[Excerpts from a location annotation dataset]
########################################

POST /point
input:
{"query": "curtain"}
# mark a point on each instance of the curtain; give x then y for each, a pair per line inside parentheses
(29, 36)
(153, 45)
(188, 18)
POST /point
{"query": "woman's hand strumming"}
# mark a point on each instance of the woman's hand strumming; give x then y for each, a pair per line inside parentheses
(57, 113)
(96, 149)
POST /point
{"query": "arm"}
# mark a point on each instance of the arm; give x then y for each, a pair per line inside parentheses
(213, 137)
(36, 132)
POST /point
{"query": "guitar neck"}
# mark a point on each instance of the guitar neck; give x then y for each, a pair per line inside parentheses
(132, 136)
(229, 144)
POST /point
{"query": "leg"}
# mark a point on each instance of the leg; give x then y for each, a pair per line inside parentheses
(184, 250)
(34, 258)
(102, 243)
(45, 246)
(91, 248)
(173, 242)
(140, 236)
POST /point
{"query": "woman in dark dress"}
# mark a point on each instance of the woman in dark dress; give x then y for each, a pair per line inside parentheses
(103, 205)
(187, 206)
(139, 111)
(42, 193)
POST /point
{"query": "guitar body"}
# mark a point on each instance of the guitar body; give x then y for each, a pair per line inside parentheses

########################################

▸ Problem requirements: Write out every line of the rows above again, requests included, but shift each x and y coordinate in the answers up by 140.

▸ Solved problem:
POST /point
input:
{"query": "curtain"}
# mark a point on each instance of the curtain; give x then y for each, a pair per line inside parentheses
(169, 176)
(293, 185)
(328, 158)
POST /point
{"query": "woman's hand strumming"}
# mark a point on each instance of the woman's hand strumming; give x then y for each, a pair per line inside parentheses
(197, 253)
(236, 289)
POST /point
{"query": "arm"}
# mark a point on each instance of the arm; give x then y for each, a pair per line inside parentheses
(353, 277)
(176, 272)
POST /point
{"query": "guitar neck"}
# mark a point on each instance of the guitar neck; give x then y for each, a pair per line inside parentheses
(272, 276)
(369, 284)
POST /point
{"query": "leg"}
# mark a point on each instance of the leg; give x then y for each, a pair per line inside parentheses
(324, 390)
(174, 398)
(242, 383)
(185, 386)
(231, 388)
(313, 382)
(280, 376)
POST /point
{"query": "woman in dark dress"}
# mark a point on each instance of the woman in dark dress; give x then y for each, a pair per line inside parentheses
(243, 345)
(327, 346)
(279, 251)
(182, 333)
POST /point
{"query": "guitar body"}
# mark a point on each instance of the guitar body; give x then y for each, a pair per line inside parentheses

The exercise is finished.